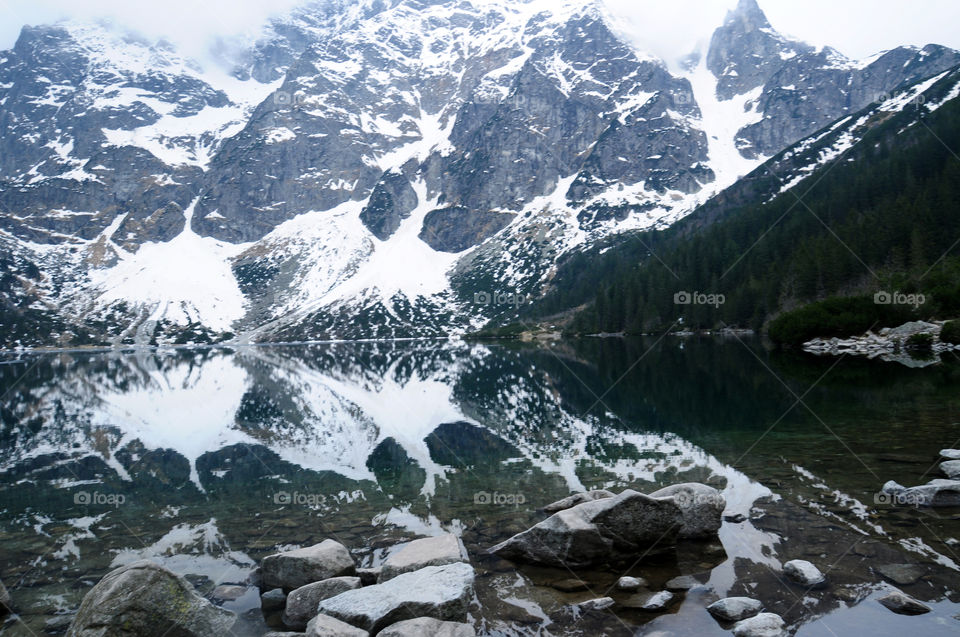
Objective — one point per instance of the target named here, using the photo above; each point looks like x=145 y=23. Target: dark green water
x=207 y=460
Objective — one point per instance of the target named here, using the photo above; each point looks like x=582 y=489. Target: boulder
x=631 y=584
x=902 y=574
x=762 y=625
x=903 y=604
x=804 y=573
x=427 y=626
x=293 y=569
x=734 y=609
x=570 y=585
x=302 y=603
x=578 y=498
x=326 y=626
x=440 y=592
x=951 y=468
x=936 y=493
x=651 y=602
x=702 y=508
x=596 y=531
x=146 y=599
x=600 y=603
x=429 y=551
x=273 y=600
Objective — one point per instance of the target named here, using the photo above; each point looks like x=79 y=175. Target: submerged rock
x=440 y=592
x=273 y=600
x=426 y=626
x=326 y=626
x=302 y=603
x=702 y=508
x=762 y=625
x=145 y=599
x=601 y=603
x=903 y=604
x=293 y=569
x=578 y=498
x=805 y=573
x=597 y=531
x=734 y=609
x=631 y=584
x=418 y=554
x=902 y=574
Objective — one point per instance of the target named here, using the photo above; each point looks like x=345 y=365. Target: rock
x=146 y=599
x=651 y=602
x=273 y=600
x=601 y=603
x=369 y=576
x=682 y=583
x=597 y=531
x=702 y=508
x=440 y=592
x=903 y=604
x=426 y=626
x=762 y=625
x=228 y=593
x=804 y=573
x=951 y=468
x=631 y=584
x=293 y=569
x=902 y=574
x=302 y=603
x=570 y=585
x=734 y=609
x=578 y=498
x=429 y=551
x=326 y=626
x=936 y=493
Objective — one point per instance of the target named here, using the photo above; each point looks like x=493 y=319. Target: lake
x=207 y=460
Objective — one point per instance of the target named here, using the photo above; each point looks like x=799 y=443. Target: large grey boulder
x=326 y=626
x=302 y=603
x=578 y=498
x=429 y=551
x=734 y=609
x=762 y=625
x=293 y=569
x=804 y=573
x=146 y=599
x=440 y=592
x=903 y=604
x=702 y=508
x=428 y=626
x=936 y=493
x=951 y=468
x=597 y=531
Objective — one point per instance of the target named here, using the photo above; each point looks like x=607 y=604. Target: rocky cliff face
x=360 y=156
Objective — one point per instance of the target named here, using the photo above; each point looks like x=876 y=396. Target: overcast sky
x=669 y=28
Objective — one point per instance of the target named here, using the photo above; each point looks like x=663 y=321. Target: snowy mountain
x=374 y=169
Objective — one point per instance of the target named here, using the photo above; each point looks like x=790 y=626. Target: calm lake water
x=208 y=460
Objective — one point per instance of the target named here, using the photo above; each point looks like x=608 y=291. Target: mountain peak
x=748 y=15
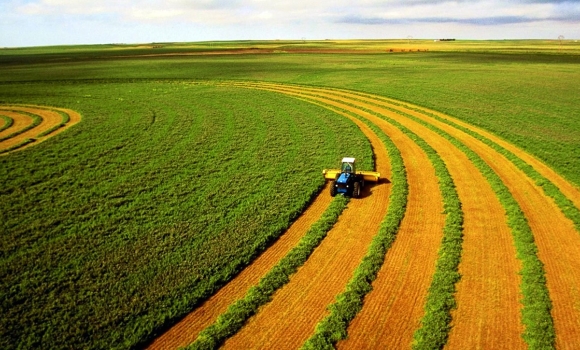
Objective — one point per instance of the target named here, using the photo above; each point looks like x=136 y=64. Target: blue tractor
x=347 y=181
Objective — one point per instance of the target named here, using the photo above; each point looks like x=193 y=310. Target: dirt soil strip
x=186 y=331
x=289 y=319
x=403 y=281
x=3 y=121
x=21 y=121
x=568 y=189
x=489 y=266
x=50 y=118
x=557 y=240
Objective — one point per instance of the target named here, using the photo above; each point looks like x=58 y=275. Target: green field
x=171 y=184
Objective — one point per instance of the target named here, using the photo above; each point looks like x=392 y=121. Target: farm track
x=187 y=330
x=289 y=319
x=21 y=121
x=50 y=121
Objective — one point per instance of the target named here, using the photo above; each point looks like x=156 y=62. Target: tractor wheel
x=332 y=189
x=356 y=190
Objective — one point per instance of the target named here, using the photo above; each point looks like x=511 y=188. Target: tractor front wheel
x=356 y=190
x=332 y=189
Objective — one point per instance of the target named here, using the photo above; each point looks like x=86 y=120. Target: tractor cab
x=348 y=166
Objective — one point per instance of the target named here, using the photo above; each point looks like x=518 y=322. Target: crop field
x=171 y=195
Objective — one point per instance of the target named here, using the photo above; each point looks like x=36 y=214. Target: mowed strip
x=403 y=281
x=51 y=119
x=568 y=189
x=289 y=319
x=20 y=121
x=187 y=330
x=555 y=235
x=495 y=298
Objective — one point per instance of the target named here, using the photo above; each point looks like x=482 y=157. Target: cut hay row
x=544 y=218
x=239 y=312
x=419 y=239
x=556 y=251
x=187 y=330
x=304 y=299
x=6 y=122
x=33 y=124
x=470 y=180
x=498 y=263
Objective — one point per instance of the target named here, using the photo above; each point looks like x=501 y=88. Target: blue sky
x=56 y=22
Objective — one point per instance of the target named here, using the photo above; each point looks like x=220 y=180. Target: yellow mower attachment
x=347 y=180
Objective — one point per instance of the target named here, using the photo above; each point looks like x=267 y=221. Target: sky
x=67 y=22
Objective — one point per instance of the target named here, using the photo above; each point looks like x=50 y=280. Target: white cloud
x=266 y=19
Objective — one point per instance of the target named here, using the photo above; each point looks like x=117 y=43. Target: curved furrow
x=571 y=191
x=555 y=235
x=404 y=279
x=25 y=132
x=556 y=238
x=289 y=319
x=20 y=121
x=186 y=331
x=5 y=123
x=486 y=235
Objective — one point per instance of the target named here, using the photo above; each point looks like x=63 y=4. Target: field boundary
x=239 y=312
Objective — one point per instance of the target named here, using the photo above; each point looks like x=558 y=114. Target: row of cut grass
x=238 y=313
x=539 y=326
x=334 y=327
x=440 y=301
x=7 y=122
x=65 y=120
x=566 y=206
x=18 y=145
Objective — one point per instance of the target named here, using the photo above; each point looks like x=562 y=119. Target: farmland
x=192 y=186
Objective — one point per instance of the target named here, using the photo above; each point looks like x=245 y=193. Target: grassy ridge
x=333 y=327
x=36 y=120
x=551 y=190
x=238 y=313
x=117 y=228
x=539 y=326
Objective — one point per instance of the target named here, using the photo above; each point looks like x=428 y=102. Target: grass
x=539 y=330
x=239 y=312
x=121 y=225
x=348 y=303
x=100 y=223
x=8 y=122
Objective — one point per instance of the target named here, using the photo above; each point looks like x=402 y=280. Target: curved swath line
x=289 y=319
x=6 y=122
x=187 y=330
x=484 y=227
x=21 y=121
x=53 y=122
x=567 y=195
x=556 y=239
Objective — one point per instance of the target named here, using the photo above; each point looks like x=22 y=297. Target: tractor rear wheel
x=356 y=190
x=332 y=189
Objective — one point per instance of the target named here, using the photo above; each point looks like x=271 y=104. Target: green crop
x=116 y=228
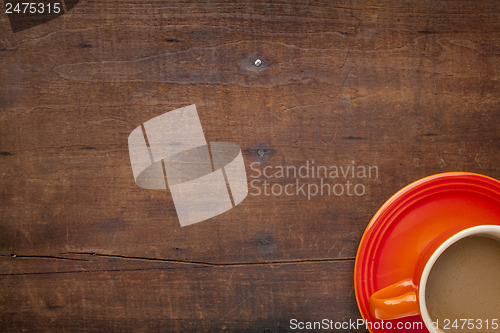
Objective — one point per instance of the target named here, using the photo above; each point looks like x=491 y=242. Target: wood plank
x=409 y=87
x=116 y=295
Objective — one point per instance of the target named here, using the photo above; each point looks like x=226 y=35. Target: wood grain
x=410 y=87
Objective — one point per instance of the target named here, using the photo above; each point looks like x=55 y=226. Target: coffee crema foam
x=464 y=283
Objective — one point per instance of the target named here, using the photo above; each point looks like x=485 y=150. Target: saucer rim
x=388 y=205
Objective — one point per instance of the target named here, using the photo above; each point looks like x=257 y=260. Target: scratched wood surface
x=410 y=87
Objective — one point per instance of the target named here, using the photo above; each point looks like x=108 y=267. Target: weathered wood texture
x=408 y=86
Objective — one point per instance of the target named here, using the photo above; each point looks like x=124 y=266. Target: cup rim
x=485 y=230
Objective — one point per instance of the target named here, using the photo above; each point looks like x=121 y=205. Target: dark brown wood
x=408 y=87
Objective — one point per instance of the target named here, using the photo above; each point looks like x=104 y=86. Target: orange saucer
x=407 y=223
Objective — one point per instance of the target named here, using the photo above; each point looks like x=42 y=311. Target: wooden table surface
x=409 y=87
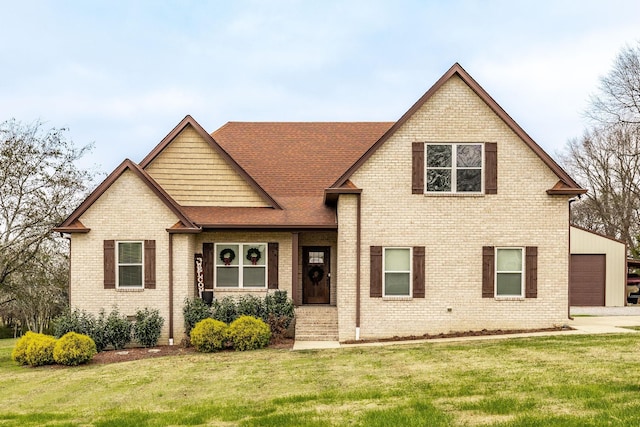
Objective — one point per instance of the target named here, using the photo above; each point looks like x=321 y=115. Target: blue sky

********

__What is asked__. Copy out all of the material above word for word, omitting the pictures.

__Written answer__.
Objective — one point per instance of the target named here, using the photo above; each point looks like x=145 y=23. Target: dark green water
x=207 y=460
Objective — one point per instance of the target named here, using the photo above; each point looks like x=582 y=489. Target: boulder
x=631 y=584
x=902 y=574
x=762 y=625
x=903 y=604
x=804 y=573
x=427 y=626
x=293 y=569
x=734 y=609
x=570 y=585
x=302 y=603
x=578 y=498
x=326 y=626
x=440 y=592
x=951 y=468
x=936 y=493
x=651 y=602
x=702 y=508
x=596 y=531
x=146 y=599
x=600 y=603
x=429 y=551
x=273 y=600
Objective — one point per instance of the target named here, using the photo above; each point looks like x=79 y=175. Target: submerged rock
x=440 y=592
x=273 y=600
x=426 y=626
x=326 y=626
x=302 y=603
x=702 y=508
x=762 y=625
x=145 y=599
x=601 y=603
x=903 y=604
x=293 y=569
x=578 y=498
x=805 y=573
x=597 y=531
x=734 y=609
x=631 y=584
x=418 y=554
x=902 y=574
Objective — one point per instance of the target named here, using the photo above; each point looks like x=345 y=365. Target: rock
x=146 y=599
x=651 y=602
x=273 y=600
x=601 y=603
x=369 y=576
x=682 y=583
x=597 y=531
x=702 y=508
x=440 y=592
x=903 y=604
x=426 y=626
x=762 y=625
x=228 y=593
x=804 y=573
x=951 y=468
x=631 y=584
x=293 y=569
x=902 y=574
x=302 y=603
x=570 y=585
x=734 y=609
x=578 y=498
x=429 y=551
x=326 y=626
x=936 y=493
Objective — one point per instance of the target named here, using the photo above; each point looks like x=493 y=319. Target: lake
x=207 y=460
Objective — one point per instance of the target named here, using the photo above; each point looks like x=799 y=443. Target: large grey boulder
x=326 y=626
x=302 y=603
x=578 y=498
x=429 y=551
x=734 y=609
x=762 y=625
x=293 y=569
x=804 y=573
x=146 y=599
x=440 y=592
x=903 y=604
x=702 y=508
x=428 y=626
x=936 y=493
x=951 y=468
x=597 y=531
Objective — one point per instance of the target named here, using the photo above; each point looks like x=607 y=604. Target: rocky cliff face
x=360 y=156
Objective — one point per instance of the target named here, using the photo above; each point looks like x=876 y=396. Target: overcast sky
x=669 y=28
Objective — one point per instance of the target named here, using the photo above; each point looks like x=663 y=321. Target: snowy mountain
x=374 y=169
Objective — one point per instance of the target named here, using the photo above; each point looks like x=790 y=626. Target: calm lake water
x=208 y=460
Objective — one point per instance of the target named here, using the photo above; each point looks like x=608 y=291. Target: mountain peak
x=748 y=15
Objective — one point per instance of the target named here, using the photo above; each point looks like x=136 y=64. Target: blue tractor
x=347 y=181
Objective — one point per instance of the target named here, using the photo above; each point looks like x=193 y=310. Target: dirt soil strip
x=186 y=331
x=289 y=319
x=403 y=281
x=3 y=121
x=21 y=121
x=568 y=189
x=489 y=266
x=50 y=118
x=557 y=240
Objective — one point per instance of the target named here, using the photo above; each point looks like x=58 y=275. Target: green field
x=171 y=184
Objective — one point per instance of the target named here, using the photo above; each point looks like x=392 y=121. Target: farm track
x=187 y=330
x=289 y=319
x=21 y=121
x=50 y=121
Objective — one point per instance of the target named here, using the photo above; each point looks like x=156 y=62. Target: tractor wheel
x=332 y=189
x=356 y=190
Objective — one point per instance of the target named here, using the photo above; each point looks like x=511 y=188. Target: tractor front wheel
x=356 y=190
x=332 y=189
Objective — one point per instance of the target named here, using the photo above; each point looks like x=86 y=120. Target: tractor cab
x=348 y=166
Objective — one point per instance of the target named here, using the photo above; each point looks like x=518 y=322. Target: crop field
x=171 y=195
Objective — one point per instance of the target named here, using the photo above; each point looks like x=36 y=214. Target: mowed strip
x=403 y=281
x=51 y=119
x=568 y=189
x=289 y=319
x=20 y=121
x=187 y=330
x=555 y=235
x=495 y=298
Objective — one point per instance of the target named here, using the photo above; each point looks like x=482 y=157. Target: cut hay row
x=544 y=218
x=239 y=312
x=419 y=239
x=556 y=251
x=187 y=330
x=304 y=299
x=6 y=122
x=33 y=124
x=470 y=180
x=498 y=263
Objective — one point per instance of the target named here, using the photo above; each point looks like x=501 y=88. Target: blue sky
x=56 y=22
Objective — one point per instance of the target named here, using the photo above; each point looks like x=220 y=180. Target: yellow mower attachment
x=347 y=180
Objective — one point per instance of the target named here, using the photo above; each point looks like x=267 y=221. Target: sky
x=67 y=22
Objective — one point per instance of the target named here, using the photo above; each point looks like x=50 y=280. Target: white cloud
x=266 y=19
Objective — one point per instance of the target named here, using the photo above; each point looks like x=117 y=43. Target: curved furrow
x=571 y=191
x=555 y=235
x=404 y=279
x=25 y=132
x=556 y=238
x=289 y=319
x=20 y=121
x=186 y=331
x=5 y=123
x=486 y=235
Objective — one point per instance of the target named here, using the photo above; each point looks like x=63 y=4. Target: field boundary
x=239 y=312
Objective — one point per instance of the target named here, using the photo above; each point looks like x=558 y=114. Target: row of cut grass
x=238 y=313
x=539 y=326
x=334 y=327
x=440 y=301
x=7 y=122
x=65 y=120
x=566 y=206
x=18 y=145
Objective — one point per instance of the target named here, using the photo above; each point looks like x=562 y=119. Target: farmland
x=192 y=186
Objective — one point per instance of the target named here, using the photo above; each point looks like x=245 y=193. Target: grassy ridge
x=333 y=327
x=36 y=120
x=551 y=190
x=238 y=313
x=117 y=228
x=539 y=326
Objective — one point per instance of the target named here, using the photo above; each point looks like x=428 y=102. Target: grass
x=539 y=330
x=239 y=312
x=121 y=225
x=348 y=303
x=100 y=223
x=8 y=122
Objective — one point per instance of the target named here, using the photo above; each point looks like x=402 y=280. Target: curved swath line
x=289 y=319
x=6 y=122
x=187 y=330
x=484 y=227
x=21 y=121
x=53 y=122
x=567 y=195
x=556 y=239
Objective — one point per instance of the target named here, using the photo above; each point looks like x=22 y=297. Target: tractor rear wheel
x=356 y=190
x=332 y=189
Objective — one point per instance of the target named here, using the photo above; each point looks like x=271 y=104. Target: green crop
x=116 y=228
Objective — one point per instance of the target named here, using the photo above; each point looks like x=491 y=242. Target: wood plank
x=409 y=87
x=116 y=295
Objective — one point per instance of the target named here, using the photo above; each point looks like x=226 y=35. Target: wood grain
x=410 y=87
Objective — one point per instance of the target named here, using the photo above; each point looks like x=55 y=226. Target: coffee crema foam
x=464 y=283
Objective — one point per instance of the target named here, using the photo above; each point looks like x=485 y=150. Target: saucer rim
x=388 y=205
Objective — one point per instance of the target named here, using the photo above; each point looks like x=257 y=260. Target: scratched wood surface
x=410 y=87
Objective — one point per instance of the target named here, using the photo above; each point looks like x=108 y=267. Target: weathered wood texture
x=408 y=86
Objective — one point per instance of the target named here, using the photo above; each point looks like x=124 y=266. Target: cup rim
x=485 y=230
Objective — one point per instance of the target named here, using the photo above; each point looks like x=121 y=205. Target: dark brown wood
x=408 y=87
Objective — one point per instance of the target named here, using the photo above; each point looks like x=104 y=86. Target: orange saucer
x=407 y=223
Objective — one point per instance of the target named here, using the photo above; each point looks like x=42 y=311. Target: wooden table surface
x=409 y=87
Objective — one point per instance of the target named here, using the photo above; each point looks like x=321 y=115. Target: blue sky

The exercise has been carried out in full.